- TEXTE PRÉSENTÉ
>>

Le 26 mars, le Front national publie un communiqué où il affirme qu’un fonctionnaire «a le droit de publier, en dehors de ses strictes fonctions, des analyses politiques», mais que «si ce fonctionnaire critique la politique de l’État d’Israël», «les dénonciations et les foudres ministérielles s’abattent sur lui en extrême urgence». En conclusion, «le Front national proteste contre la servilité et la brutalité de Mme Alliot-Marie».
Va pour la «brutalité», c’est affaire de jugement. Mais quand le Front national reproche à la ministre de l’intérieur sa «servilité», une question s’impose: servilité envers qui?
Une réponse nous est donnée, dans l’hebdomadaire d’extrême gauche «Politis» (27 mars 2008), par le chroniqueur Bernard Langlois, qui s’est lui-même signalé à plusieurs reprises par des formules équivoques sur les Juifs et Israël. Décrivant le sous-préfet limogé comme un «bon connaisseur des questions internationales, en particulier proche-orientales», M. Langlois fait savoir à ses lecteurs que l’article litigieux de M. Guigue était une réponse à une tribune publiée dans «Le Monde» par les «habituels agents d’influence israéliens, les Bruckner, Finkielkraut, Lanzmann, Taguieff et autres Élie Wiesel».
Le lecteur le plus naïf n’aura pas manqué de remarquer que les noms de ces «agents d’influence israéliens» (autrement dit: hommes à la solde d’Israël), ne sont pas vraiment «de chez nous» – même si, et il l’ignore sans doute, deux des cinq «agents d’influence israéliens» supposés ne sont pas juifs. Et M. Langlois de conclure:
«Une fois encore, la censure d’État s’exerce contre un homme seul, sur la pression d’un lobby pro-israélien solidement incrusté au cœur du système politico-médiatique français.»

<<

- DONNÉES FOURNIES
>>

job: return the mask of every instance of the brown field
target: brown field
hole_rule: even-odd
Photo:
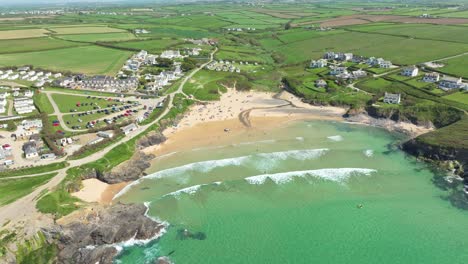
[[[372,22],[400,22],[413,24],[463,25],[468,24],[468,18],[419,18],[396,15],[349,15],[338,18],[310,21],[297,25],[320,24],[322,27],[341,27],[366,24]]]
[[[92,34],[92,33],[114,33],[125,32],[125,30],[110,27],[54,27],[50,28],[56,34]]]
[[[22,29],[22,30],[3,30],[0,31],[0,39],[21,39],[44,37],[50,33],[45,29]]]

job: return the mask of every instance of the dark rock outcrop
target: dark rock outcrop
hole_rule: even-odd
[[[418,138],[405,142],[402,149],[413,156],[435,161],[462,177],[468,176],[468,171],[464,170],[468,167],[468,149],[430,145]]]
[[[84,219],[56,225],[44,233],[49,243],[57,244],[58,263],[112,263],[118,254],[113,245],[130,239],[150,239],[164,228],[148,218],[146,210],[142,204],[95,208]]]
[[[97,178],[109,184],[138,180],[144,175],[143,172],[151,166],[150,161],[153,158],[153,155],[137,151],[130,160],[120,164],[110,172],[97,175]]]

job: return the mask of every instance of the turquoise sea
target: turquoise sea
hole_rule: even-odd
[[[116,263],[466,263],[468,211],[405,155],[404,138],[297,121],[261,138],[157,157],[116,200],[168,223]],[[440,174],[440,175],[439,175]]]

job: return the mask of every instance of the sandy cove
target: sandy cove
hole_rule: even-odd
[[[424,128],[405,122],[373,119],[359,115],[351,120],[343,118],[347,109],[331,106],[313,106],[286,91],[239,92],[228,89],[219,101],[200,102],[191,107],[179,124],[163,131],[167,140],[148,147],[146,154],[170,155],[207,145],[230,144],[237,136],[248,133],[252,140],[268,130],[284,126],[294,120],[331,120],[372,125],[387,130],[406,132],[411,136],[427,133]],[[109,204],[128,183],[109,185],[97,179],[83,181],[83,188],[73,195],[87,202]]]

<<

D'après le texte présenté, dans quel hebdomadaire et à quelle date Bernard Langlois a-t-il donné sa réponse ?

Dans l'hebdomadaire d'extrême gauche « Politis », le 27 mars 2008.